▶ [수행할 과제]: 아래 목록에서 "instance"라는 문자열이 들어 있는 줄을 모두 찾아 모아 적으시오.

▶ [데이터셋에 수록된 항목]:
□ □ □
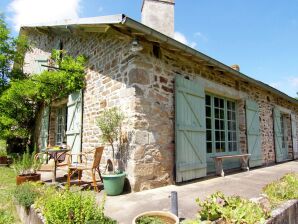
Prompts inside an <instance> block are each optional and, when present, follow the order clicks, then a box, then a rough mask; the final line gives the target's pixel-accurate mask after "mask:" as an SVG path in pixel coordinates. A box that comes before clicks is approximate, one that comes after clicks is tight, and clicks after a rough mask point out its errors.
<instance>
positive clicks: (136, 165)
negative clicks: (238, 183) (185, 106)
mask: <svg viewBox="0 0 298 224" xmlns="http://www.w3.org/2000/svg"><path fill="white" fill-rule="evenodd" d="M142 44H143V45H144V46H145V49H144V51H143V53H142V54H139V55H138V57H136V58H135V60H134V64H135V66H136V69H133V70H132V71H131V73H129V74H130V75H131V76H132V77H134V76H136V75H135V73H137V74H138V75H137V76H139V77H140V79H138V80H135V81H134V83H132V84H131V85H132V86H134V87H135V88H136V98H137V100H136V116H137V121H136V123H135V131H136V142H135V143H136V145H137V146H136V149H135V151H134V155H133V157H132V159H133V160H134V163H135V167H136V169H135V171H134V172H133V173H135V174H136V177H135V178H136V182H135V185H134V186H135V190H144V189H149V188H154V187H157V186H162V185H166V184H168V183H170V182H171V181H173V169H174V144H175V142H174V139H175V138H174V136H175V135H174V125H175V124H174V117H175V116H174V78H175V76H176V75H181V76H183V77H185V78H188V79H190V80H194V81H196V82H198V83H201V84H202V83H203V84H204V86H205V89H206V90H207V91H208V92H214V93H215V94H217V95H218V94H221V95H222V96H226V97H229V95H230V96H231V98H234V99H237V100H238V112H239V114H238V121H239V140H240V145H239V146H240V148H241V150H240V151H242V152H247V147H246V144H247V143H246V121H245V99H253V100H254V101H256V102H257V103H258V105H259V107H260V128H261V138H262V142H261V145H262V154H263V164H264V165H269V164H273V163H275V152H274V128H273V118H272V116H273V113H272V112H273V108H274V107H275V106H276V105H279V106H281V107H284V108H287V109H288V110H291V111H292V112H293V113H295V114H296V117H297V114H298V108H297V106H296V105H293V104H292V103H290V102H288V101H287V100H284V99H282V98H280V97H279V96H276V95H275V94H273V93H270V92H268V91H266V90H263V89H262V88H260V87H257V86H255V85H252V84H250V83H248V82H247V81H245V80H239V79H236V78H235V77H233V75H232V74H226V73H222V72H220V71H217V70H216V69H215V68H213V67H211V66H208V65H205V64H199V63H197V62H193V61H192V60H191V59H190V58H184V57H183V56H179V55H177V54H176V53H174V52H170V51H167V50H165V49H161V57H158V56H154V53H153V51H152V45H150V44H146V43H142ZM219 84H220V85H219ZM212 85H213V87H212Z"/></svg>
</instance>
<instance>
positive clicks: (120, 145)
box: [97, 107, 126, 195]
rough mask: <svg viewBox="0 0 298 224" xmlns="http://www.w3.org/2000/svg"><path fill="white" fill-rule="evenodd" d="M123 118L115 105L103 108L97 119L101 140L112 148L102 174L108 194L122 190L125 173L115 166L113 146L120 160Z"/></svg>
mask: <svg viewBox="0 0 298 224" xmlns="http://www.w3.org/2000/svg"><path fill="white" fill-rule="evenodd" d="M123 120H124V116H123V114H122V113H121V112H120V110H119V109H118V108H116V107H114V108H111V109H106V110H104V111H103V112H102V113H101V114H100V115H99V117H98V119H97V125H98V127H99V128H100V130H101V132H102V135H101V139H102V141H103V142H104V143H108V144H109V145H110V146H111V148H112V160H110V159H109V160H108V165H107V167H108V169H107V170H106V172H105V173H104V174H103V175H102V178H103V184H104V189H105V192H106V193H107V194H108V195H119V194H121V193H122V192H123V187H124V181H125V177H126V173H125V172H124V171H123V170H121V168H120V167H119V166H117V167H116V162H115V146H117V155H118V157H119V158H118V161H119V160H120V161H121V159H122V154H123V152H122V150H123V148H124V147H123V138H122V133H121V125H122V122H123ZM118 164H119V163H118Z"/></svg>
□ □ □
▶ [연습 결과물]:
Prompts inside an <instance> block are each optional and, when present, follow the order clicks, then a box, then a rough mask; the final line gives the target's pixel-accurate mask after "mask:" as an SVG path in pixel coordinates. A box that comes before clicks is approximate, one that comes after clicks is tight, and clicks after a rough mask point out its errors.
<instance>
</instance>
<instance>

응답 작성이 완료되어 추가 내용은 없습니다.